▶ Short task:
Write out all records as given; omit images.
** START Source data **
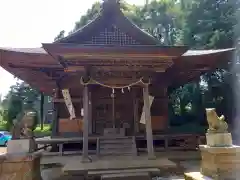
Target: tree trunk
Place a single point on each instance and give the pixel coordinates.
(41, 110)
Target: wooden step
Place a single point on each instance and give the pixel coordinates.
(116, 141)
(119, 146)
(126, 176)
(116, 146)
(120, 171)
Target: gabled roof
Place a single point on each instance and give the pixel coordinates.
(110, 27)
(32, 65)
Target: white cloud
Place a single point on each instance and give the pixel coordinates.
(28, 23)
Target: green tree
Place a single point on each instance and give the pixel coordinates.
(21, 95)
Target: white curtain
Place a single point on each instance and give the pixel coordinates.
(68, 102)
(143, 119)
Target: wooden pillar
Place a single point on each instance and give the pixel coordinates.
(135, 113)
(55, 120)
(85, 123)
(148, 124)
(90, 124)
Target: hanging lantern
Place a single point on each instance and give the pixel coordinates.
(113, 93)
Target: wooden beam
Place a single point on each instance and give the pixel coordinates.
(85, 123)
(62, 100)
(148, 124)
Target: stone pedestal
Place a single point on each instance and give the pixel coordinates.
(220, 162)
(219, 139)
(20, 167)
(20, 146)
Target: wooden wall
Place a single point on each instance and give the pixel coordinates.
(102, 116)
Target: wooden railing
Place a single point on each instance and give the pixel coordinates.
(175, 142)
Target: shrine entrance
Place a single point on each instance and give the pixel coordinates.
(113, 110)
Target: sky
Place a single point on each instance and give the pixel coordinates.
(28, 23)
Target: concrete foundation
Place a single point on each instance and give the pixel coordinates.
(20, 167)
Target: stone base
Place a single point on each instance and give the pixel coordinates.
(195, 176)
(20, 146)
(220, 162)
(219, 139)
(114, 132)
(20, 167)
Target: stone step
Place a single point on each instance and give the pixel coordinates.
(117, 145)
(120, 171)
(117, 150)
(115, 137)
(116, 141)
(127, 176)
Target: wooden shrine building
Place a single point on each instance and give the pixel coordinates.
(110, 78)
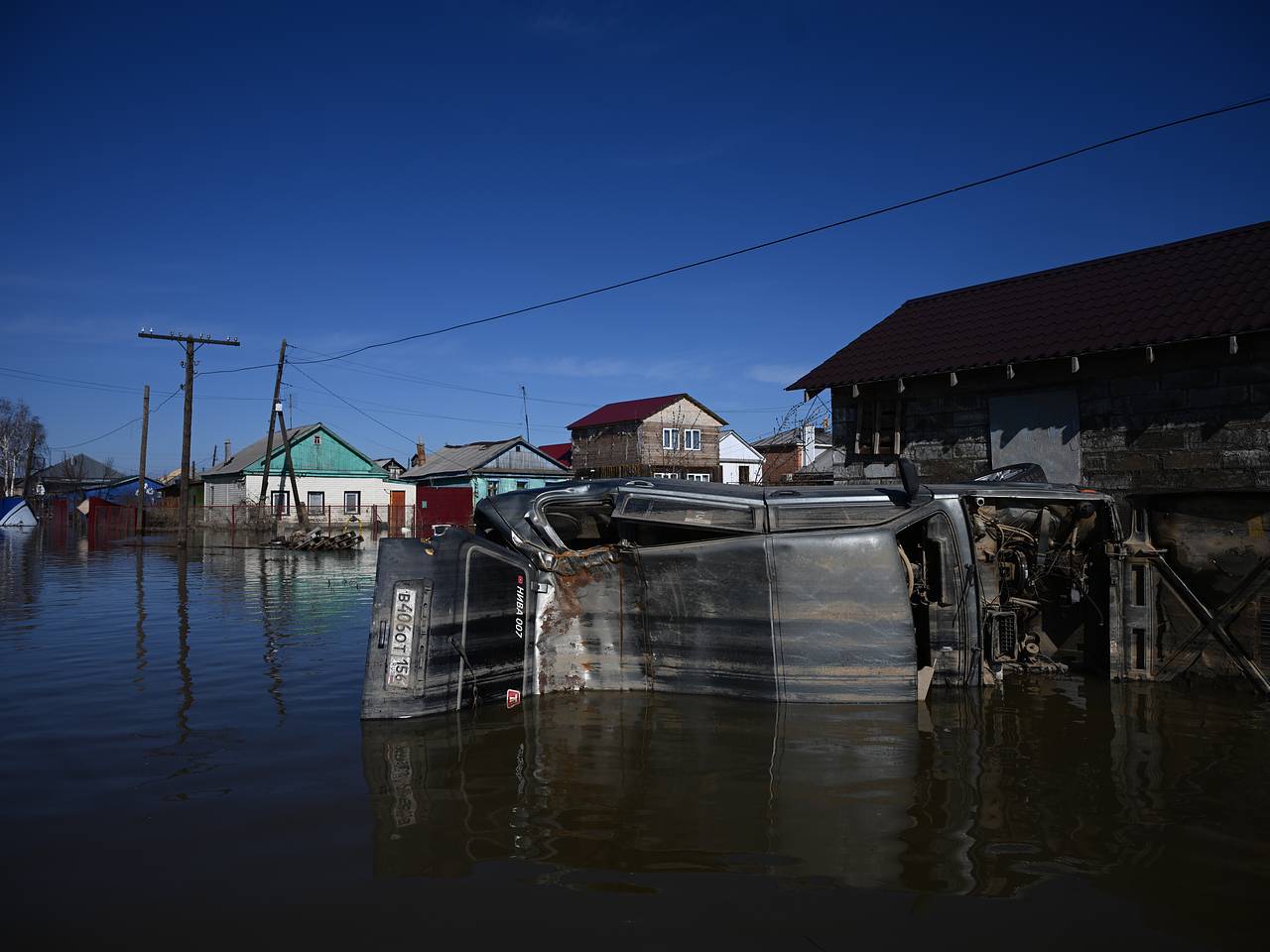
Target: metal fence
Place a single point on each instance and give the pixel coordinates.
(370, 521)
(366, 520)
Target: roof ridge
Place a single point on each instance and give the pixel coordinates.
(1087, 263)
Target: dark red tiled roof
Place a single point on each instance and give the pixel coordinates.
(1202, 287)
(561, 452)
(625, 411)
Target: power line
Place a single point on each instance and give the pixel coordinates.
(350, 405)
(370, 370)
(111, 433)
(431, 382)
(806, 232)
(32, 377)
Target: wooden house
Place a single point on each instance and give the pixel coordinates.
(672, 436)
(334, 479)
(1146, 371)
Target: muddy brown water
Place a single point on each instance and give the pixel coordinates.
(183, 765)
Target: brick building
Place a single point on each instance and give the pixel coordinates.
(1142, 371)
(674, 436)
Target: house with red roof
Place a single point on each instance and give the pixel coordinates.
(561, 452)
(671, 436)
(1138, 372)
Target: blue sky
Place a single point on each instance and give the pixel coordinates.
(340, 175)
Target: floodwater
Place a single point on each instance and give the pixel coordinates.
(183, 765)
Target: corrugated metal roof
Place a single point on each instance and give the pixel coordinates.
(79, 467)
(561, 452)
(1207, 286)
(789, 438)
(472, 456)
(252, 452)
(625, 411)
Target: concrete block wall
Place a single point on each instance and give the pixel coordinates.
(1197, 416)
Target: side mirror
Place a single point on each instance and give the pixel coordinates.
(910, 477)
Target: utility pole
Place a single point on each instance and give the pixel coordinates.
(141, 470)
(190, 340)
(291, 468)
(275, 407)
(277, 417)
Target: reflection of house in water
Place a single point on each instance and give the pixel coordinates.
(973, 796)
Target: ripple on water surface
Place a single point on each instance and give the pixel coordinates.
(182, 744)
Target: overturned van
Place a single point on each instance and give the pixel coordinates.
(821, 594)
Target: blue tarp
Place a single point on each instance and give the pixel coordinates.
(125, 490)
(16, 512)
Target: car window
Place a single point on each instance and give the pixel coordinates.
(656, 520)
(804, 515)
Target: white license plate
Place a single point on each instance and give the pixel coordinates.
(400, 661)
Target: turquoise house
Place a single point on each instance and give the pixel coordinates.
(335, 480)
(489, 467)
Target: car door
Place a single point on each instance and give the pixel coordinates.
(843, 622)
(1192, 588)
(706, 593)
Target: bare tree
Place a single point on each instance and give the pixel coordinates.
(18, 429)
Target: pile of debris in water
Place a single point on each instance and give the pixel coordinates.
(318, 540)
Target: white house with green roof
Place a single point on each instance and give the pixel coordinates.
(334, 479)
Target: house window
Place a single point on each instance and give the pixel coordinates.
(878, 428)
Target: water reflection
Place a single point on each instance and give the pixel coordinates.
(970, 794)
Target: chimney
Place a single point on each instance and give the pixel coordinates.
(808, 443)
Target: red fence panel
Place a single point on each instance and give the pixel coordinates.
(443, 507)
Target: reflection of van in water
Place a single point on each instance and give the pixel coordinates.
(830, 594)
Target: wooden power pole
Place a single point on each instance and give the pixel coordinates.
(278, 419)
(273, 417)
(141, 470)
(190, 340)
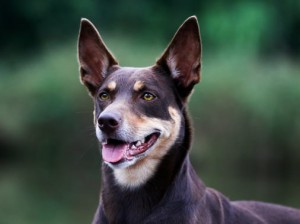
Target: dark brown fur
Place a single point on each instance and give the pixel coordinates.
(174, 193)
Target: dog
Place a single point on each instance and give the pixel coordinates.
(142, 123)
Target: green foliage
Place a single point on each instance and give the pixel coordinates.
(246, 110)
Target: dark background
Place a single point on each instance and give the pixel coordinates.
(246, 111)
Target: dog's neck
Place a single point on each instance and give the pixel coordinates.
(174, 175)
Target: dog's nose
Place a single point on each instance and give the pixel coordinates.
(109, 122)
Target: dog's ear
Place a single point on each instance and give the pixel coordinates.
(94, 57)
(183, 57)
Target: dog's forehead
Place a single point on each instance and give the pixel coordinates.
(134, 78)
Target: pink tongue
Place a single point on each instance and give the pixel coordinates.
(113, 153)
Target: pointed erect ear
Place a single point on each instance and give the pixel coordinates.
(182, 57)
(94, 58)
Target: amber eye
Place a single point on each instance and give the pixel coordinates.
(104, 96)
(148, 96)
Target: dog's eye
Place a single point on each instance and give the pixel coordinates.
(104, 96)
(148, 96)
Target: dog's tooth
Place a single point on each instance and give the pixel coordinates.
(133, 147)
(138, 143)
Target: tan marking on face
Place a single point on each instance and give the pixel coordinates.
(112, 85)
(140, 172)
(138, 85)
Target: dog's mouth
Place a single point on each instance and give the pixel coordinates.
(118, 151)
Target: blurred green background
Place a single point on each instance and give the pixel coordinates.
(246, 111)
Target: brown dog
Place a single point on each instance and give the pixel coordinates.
** END Source data **
▶ Exercise solution:
Target: tree trunk
Place a single point on each instance and give the pixel coordinates.
(41, 110)
Target: wooden step
Place a single point on each instance and give the pixel coordinates.
(116, 141)
(119, 146)
(126, 176)
(116, 146)
(120, 171)
Target: gabled roof
Place a single point on each instance and give the pixel coordinates.
(110, 27)
(32, 65)
Target: white cloud
Place a single point on each instance and give the pixel coordinates.
(28, 23)
Target: green tree
Place a single point on each instance and give the pixel coordinates.
(21, 95)
Target: white curtain
Place a single point on each instance and give the pixel coordinates.
(68, 102)
(143, 119)
Target: wooden pillar
Place a single point on each instance and give the pixel coordinates.
(135, 113)
(55, 120)
(85, 123)
(148, 124)
(90, 124)
Target: hanging lantern
Place a single point on each instance and give the pixel coordinates.
(113, 93)
Target: wooden beam
Place a single point on each instance and give the pixel coordinates.
(85, 123)
(62, 100)
(148, 124)
Target: stone pedestal
Place a single point on each instance and give the pixel coordinates.
(220, 162)
(219, 139)
(20, 167)
(20, 146)
Target: wooden wall
Place a single point on each instance and give the pixel coordinates.
(102, 116)
Target: wooden railing
Place a single point on each instance and give the pixel coordinates.
(175, 142)
Target: shrine entrance
Place a single point on each instance and give the pixel coordinates.
(113, 110)
Target: sky
Place a single point on each instance and give the pixel coordinates.
(28, 23)
Target: concrete foundation
Place a single point on each instance and give the pixel coordinates.
(20, 167)
Target: stone base
Place a single point on each instance and give the pixel coordinates.
(195, 176)
(20, 146)
(220, 162)
(219, 139)
(114, 132)
(20, 167)
Target: stone step
Place a single point on each instance and give the pixel coordinates.
(117, 145)
(120, 171)
(117, 150)
(115, 137)
(116, 141)
(127, 176)
Target: wooden shrine building
Place a single point on each instance and give the pixel coordinates.
(110, 78)
Target: metal fence
Place a single point on each instance and give the pixel coordinates.
(370, 521)
(366, 520)
Target: roof ridge
Place a single point on each instance and give the pixel coordinates.
(1087, 263)
Target: dark red tiled roof
Place a single point on each instance and give the pixel coordinates.
(1202, 287)
(561, 452)
(625, 411)
Target: power line
Place a single point on each instance and give the pixel coordinates.
(350, 405)
(370, 370)
(111, 433)
(431, 382)
(806, 232)
(32, 377)
Target: wooden house
Place a single point on each instance and give the pixel coordinates.
(672, 436)
(334, 479)
(1146, 371)
Target: muddy brown water
Place a single point on each instance and give the pixel coordinates.
(183, 765)
Target: brick building
Place a single point on each instance and give the pixel coordinates.
(1142, 371)
(674, 436)
Target: house with red roof
Place a single point on each instance and give the pixel coordinates.
(561, 452)
(671, 436)
(1138, 372)
Target: blue sky
Place a single point on each instance and give the pixel coordinates.
(340, 175)
Target: floodwater
Place a single point on each instance and give the pixel coordinates.
(183, 765)
Target: corrugated metal roof
Place a single point on each instance and give the pixel coordinates.
(79, 467)
(561, 452)
(1207, 286)
(789, 438)
(472, 456)
(252, 452)
(625, 411)
Target: concrete block wall
Place a single point on each instance and give the pixel coordinates.
(1197, 416)
Target: side mirror
Place a single point on each instance and give the pixel coordinates.
(910, 477)
Target: utility pole
Place a single point on each instance and give the pixel coordinates.
(141, 470)
(190, 340)
(291, 468)
(275, 407)
(277, 417)
Target: reflection of house in water
Place a single point on each instance and give the pixel coordinates.
(973, 796)
Target: ripple on water surface
Place a single point on each instance and give the pixel coordinates.
(182, 744)
Target: overturned van
Place a single point on each instance and give the pixel coordinates.
(821, 594)
Target: blue tarp
Place a single point on each instance and give the pixel coordinates.
(125, 490)
(16, 512)
Target: car window
Place a single point on each instance and give the pixel coordinates.
(656, 520)
(804, 515)
Target: white license plate
Place a single point on each instance and give the pixel coordinates.
(400, 661)
Target: turquoise house
Place a single point on each instance and give the pixel coordinates.
(335, 480)
(489, 467)
Target: car door
Place a single point on each instance and give the pixel coordinates.
(843, 622)
(1192, 588)
(706, 593)
Target: bare tree
Place a single point on each instance and give the pixel coordinates.
(18, 429)
Target: pile of debris in water
Place a single point on each instance and give the pixel coordinates.
(318, 540)
Target: white house with green roof
Place a single point on each instance and give the pixel coordinates.
(334, 479)
Target: house window
Place a single point on each instance and give the pixel coordinates.
(878, 428)
Target: water reflection
Place a single point on each instance and give the pixel coordinates.
(970, 794)
Target: chimney
Place a single point on each instance and give the pixel coordinates.
(808, 443)
Target: red fence panel
Place a single point on each instance and give the pixel coordinates.
(443, 507)
Target: reflection of van in water
Place a single point on each instance and give the pixel coordinates.
(830, 594)
Target: wooden power pole
Place a single point on each instance and give the pixel coordinates.
(278, 419)
(273, 417)
(141, 470)
(190, 340)
Target: dark brown fur
Place a single point on each instance and give the pixel coordinates.
(174, 193)
Target: dog
Place a single point on each instance and give the pixel coordinates.
(142, 123)
Target: green foliage
Place a single point on each instance and give the pixel coordinates.
(246, 110)
Target: dark background
Place a single point on each instance and give the pixel coordinates.
(246, 111)
Target: dog's neck
Place a single point on each instance and give the pixel coordinates.
(174, 175)
Target: dog's nose
Place a single point on each instance and give the pixel coordinates.
(109, 122)
Target: dog's ear
Place a single point on each instance and give the pixel coordinates.
(94, 57)
(183, 57)
Target: dog's forehead
Place a single point on each instance and give the pixel coordinates.
(134, 78)
Target: pink tongue
Place a single point on each instance and give the pixel coordinates.
(113, 153)
Target: pointed erect ear
Place a single point on each instance and give the pixel coordinates.
(182, 57)
(94, 58)
Target: amber eye
Place a single point on each instance and give the pixel coordinates.
(104, 96)
(148, 96)
Target: dog's eye
Place a single point on each instance and give the pixel coordinates.
(104, 96)
(148, 96)
Target: dog's tooth
Place a single point on each instance and give the pixel coordinates.
(133, 147)
(138, 143)
Target: tan marking on face
Place a single point on each instance and give the pixel coordinates.
(112, 85)
(140, 172)
(138, 85)
Target: dog's mouth
Place a single point on each instance and give the pixel coordinates.
(118, 151)
Target: blurred green background
Place a single point on each instance and give the pixel coordinates.
(246, 111)
Target: brown dog
Place a single point on each instance and give the pixel coordinates.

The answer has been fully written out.